=== TEXTE À LIRE ===
Fruit d’une résidence d’Émilie Monnet au Centre du Théâtre d’Aujourd’hui, Okinum a connu son lot de succès depuis sa première représentation en 2018 – balado, documentaire, et, l’automne dernier, une publication aux éditions Les Herbes rouges, finaliste aux Prix littéraires du Gouverneur général. De retour sur scène jusqu’au 22 octobre à l’Espace Go, la pièce enchaîne habilement élans oniriques et didactisme historique et nous invite dans un monde où le récit de soi passe par un démêlement des atavismes.
=== LES DONNÉES ===
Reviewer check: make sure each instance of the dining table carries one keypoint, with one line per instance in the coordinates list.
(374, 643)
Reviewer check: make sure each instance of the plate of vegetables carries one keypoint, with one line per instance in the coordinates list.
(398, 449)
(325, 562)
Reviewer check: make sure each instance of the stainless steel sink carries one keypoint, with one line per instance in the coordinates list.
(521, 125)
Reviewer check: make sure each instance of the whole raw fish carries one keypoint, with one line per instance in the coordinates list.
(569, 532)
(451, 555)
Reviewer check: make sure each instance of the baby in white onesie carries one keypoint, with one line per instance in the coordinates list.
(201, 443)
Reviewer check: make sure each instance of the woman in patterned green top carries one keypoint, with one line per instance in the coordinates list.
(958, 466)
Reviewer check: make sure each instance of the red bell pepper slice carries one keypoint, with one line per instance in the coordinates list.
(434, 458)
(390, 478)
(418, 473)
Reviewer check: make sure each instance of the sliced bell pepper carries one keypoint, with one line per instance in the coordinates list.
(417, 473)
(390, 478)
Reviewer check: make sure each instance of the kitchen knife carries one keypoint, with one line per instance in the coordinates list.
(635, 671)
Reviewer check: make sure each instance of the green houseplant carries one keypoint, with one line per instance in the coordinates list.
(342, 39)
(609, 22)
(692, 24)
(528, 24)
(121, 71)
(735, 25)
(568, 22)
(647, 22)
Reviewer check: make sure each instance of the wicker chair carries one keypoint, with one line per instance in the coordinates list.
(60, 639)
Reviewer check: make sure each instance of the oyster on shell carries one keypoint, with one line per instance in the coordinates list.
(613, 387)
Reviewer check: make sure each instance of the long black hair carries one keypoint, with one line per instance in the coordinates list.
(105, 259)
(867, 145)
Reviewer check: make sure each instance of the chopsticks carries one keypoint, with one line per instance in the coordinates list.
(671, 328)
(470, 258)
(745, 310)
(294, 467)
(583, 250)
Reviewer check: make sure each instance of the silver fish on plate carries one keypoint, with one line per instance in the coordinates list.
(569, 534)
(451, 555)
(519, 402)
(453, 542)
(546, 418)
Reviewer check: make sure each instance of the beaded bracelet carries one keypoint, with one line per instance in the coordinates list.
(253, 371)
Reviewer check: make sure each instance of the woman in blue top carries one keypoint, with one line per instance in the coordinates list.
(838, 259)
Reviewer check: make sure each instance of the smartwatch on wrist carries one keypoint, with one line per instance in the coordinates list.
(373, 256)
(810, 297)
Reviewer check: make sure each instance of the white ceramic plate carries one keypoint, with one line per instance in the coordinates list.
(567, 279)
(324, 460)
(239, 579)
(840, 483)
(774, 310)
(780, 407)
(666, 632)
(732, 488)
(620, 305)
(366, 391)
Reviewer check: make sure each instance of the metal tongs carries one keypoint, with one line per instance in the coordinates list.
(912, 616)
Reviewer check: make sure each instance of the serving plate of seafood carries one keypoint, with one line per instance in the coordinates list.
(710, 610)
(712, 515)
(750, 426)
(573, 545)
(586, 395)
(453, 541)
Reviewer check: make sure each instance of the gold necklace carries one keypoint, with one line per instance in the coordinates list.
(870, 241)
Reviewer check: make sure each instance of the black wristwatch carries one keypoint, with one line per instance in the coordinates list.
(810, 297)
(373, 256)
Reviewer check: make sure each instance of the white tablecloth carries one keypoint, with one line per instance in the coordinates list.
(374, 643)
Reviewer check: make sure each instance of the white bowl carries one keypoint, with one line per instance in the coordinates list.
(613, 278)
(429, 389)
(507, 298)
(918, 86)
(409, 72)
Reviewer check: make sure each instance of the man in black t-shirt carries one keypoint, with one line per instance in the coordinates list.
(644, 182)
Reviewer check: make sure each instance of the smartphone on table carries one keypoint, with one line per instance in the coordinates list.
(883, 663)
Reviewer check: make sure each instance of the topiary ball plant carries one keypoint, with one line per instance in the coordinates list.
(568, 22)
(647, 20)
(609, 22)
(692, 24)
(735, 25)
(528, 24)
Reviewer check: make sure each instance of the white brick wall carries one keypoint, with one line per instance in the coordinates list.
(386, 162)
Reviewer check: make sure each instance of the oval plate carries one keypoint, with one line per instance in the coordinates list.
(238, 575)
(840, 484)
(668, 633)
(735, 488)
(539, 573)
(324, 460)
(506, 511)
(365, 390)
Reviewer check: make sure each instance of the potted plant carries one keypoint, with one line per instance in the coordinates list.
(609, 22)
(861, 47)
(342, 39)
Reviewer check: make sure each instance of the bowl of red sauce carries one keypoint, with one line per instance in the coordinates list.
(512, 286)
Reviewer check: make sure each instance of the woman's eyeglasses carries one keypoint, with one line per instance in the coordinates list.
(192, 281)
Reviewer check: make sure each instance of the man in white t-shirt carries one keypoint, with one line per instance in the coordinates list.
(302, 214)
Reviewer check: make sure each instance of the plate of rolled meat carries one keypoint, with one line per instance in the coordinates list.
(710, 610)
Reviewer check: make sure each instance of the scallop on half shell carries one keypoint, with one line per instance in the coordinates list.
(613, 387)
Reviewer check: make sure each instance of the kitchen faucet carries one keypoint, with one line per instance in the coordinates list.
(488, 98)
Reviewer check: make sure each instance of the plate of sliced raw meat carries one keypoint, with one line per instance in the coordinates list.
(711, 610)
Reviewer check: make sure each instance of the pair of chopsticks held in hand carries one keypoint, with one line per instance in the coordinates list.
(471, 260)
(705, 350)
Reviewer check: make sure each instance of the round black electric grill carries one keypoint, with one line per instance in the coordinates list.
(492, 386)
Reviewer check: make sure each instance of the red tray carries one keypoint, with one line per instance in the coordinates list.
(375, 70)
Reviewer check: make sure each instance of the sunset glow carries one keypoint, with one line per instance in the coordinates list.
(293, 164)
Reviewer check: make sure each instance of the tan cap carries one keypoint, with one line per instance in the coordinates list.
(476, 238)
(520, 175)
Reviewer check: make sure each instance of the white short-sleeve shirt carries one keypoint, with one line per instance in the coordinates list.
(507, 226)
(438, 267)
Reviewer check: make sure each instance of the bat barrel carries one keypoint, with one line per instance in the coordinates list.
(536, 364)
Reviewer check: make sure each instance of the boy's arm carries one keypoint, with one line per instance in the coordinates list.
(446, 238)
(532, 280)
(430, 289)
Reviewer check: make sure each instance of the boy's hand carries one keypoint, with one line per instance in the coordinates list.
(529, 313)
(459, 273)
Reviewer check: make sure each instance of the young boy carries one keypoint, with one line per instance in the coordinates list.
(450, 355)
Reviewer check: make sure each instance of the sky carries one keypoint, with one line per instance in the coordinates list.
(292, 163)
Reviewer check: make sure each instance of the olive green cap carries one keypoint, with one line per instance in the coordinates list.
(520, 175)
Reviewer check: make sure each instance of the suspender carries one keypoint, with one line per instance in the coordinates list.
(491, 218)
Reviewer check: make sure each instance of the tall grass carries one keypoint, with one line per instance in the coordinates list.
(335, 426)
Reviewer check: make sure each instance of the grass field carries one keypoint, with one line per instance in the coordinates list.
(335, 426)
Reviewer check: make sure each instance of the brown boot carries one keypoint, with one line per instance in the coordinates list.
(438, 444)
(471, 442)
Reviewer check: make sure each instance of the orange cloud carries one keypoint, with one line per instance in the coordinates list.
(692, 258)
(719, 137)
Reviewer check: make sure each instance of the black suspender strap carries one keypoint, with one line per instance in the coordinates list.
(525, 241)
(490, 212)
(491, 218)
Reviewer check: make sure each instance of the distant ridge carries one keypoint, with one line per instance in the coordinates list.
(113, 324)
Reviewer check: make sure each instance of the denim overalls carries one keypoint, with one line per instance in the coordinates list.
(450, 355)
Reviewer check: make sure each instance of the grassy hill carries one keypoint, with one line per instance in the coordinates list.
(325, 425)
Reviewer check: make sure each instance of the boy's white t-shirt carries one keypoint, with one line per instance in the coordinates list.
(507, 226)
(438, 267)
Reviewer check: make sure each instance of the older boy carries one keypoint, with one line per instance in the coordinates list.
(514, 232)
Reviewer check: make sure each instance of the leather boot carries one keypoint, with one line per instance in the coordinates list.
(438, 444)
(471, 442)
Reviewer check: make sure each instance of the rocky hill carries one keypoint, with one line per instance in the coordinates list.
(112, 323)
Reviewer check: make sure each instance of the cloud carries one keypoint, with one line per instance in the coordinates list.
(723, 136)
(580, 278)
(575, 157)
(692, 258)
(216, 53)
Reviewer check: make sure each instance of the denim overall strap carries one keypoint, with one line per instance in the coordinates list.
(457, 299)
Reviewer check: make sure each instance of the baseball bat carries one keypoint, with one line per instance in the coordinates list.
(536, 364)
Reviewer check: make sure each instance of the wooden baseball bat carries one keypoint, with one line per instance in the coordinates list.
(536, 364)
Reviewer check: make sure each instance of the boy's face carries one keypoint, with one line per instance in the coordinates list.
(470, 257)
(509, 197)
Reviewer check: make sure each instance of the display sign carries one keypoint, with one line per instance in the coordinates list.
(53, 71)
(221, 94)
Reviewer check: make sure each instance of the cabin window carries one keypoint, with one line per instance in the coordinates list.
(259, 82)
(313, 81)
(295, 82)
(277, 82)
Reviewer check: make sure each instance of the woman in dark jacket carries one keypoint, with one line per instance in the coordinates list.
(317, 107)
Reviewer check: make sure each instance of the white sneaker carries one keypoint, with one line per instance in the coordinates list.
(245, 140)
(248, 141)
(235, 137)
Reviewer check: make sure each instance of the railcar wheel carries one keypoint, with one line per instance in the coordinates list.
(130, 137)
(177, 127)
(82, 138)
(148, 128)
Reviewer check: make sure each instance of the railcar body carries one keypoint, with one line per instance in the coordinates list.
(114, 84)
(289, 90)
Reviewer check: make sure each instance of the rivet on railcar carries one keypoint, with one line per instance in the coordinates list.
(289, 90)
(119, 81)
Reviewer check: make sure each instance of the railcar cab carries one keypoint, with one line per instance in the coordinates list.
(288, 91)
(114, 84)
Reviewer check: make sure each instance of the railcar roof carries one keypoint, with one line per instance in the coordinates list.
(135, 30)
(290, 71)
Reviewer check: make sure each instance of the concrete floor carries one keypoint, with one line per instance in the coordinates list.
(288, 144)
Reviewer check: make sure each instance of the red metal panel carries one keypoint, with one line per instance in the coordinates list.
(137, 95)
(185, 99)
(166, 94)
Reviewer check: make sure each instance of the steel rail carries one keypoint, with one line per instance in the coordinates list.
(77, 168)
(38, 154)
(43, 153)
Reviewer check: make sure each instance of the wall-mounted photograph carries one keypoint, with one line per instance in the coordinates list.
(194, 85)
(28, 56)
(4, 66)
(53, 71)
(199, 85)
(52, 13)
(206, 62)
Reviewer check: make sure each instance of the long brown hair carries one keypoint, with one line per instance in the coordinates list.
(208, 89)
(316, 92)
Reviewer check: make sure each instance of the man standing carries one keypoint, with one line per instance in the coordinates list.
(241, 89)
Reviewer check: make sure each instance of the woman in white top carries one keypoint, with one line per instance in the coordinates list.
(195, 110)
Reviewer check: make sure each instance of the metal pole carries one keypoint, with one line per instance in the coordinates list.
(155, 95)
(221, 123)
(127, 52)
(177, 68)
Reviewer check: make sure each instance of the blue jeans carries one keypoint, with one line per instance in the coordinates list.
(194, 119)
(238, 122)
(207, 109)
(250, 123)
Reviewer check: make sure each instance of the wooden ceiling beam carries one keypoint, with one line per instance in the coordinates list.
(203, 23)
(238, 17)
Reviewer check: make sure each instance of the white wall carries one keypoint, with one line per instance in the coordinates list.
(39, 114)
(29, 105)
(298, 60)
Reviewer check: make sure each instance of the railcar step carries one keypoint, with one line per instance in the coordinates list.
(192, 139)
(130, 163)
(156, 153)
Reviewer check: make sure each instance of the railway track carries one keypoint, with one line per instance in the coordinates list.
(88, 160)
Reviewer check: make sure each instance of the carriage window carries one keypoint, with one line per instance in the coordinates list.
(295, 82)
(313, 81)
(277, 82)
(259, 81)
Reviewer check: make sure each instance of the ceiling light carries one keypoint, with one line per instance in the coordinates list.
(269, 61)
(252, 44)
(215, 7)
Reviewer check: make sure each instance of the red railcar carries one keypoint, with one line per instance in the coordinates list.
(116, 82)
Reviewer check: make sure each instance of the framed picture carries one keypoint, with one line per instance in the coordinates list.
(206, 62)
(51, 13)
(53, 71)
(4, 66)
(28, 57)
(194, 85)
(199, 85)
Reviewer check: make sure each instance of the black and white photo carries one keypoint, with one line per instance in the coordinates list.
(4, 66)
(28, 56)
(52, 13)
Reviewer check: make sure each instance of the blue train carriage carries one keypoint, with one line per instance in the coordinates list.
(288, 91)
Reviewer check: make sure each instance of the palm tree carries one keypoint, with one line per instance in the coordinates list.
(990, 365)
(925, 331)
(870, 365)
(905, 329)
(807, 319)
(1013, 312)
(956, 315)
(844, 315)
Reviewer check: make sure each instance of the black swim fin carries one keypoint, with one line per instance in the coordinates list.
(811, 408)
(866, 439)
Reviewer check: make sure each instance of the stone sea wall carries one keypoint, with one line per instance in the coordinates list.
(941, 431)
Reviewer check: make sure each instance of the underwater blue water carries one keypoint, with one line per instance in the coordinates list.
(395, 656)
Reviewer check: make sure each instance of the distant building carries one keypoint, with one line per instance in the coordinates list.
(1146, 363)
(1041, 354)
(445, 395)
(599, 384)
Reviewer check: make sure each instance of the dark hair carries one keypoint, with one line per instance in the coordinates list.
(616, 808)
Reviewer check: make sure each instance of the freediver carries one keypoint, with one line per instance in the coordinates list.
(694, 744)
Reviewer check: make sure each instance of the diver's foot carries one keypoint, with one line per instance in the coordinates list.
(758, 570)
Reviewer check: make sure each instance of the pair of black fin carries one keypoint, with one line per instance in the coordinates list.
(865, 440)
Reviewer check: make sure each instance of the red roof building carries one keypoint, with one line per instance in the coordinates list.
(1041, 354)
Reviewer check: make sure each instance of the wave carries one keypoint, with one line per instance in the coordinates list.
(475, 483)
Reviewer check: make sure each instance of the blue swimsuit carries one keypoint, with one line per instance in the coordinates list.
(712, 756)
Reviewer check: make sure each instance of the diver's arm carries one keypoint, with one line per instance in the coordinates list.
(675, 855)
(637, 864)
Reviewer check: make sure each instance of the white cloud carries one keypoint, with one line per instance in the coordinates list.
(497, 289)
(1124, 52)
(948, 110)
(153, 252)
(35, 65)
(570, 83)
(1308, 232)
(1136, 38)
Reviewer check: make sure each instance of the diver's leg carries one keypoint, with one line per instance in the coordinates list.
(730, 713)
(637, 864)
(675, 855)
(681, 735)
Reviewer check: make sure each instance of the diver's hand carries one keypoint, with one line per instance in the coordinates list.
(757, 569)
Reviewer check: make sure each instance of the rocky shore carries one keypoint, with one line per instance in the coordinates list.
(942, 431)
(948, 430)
===
• CONSIGNE
Recopiez intégralement le texte sur la pièce Okinum, sans rien y changer. Les enregistrements forment un matériau distinct du texte.

• ZONE DE RÉPONSE
Fruit d’une résidence d’Émilie Monnet au Centre du Théâtre d’Aujourd’hui, Okinum a connu son lot de succès depuis sa première représentation en 2018 – balado, documentaire, et, l’automne dernier, une publication aux éditions Les Herbes rouges, finaliste aux Prix littéraires du Gouverneur général. De retour sur scène jusqu’au 22 octobre à l’Espace Go, la pièce enchaîne habilement élans oniriques et didactisme historique et nous invite dans un monde où le récit de soi passe par un démêlement des atavismes.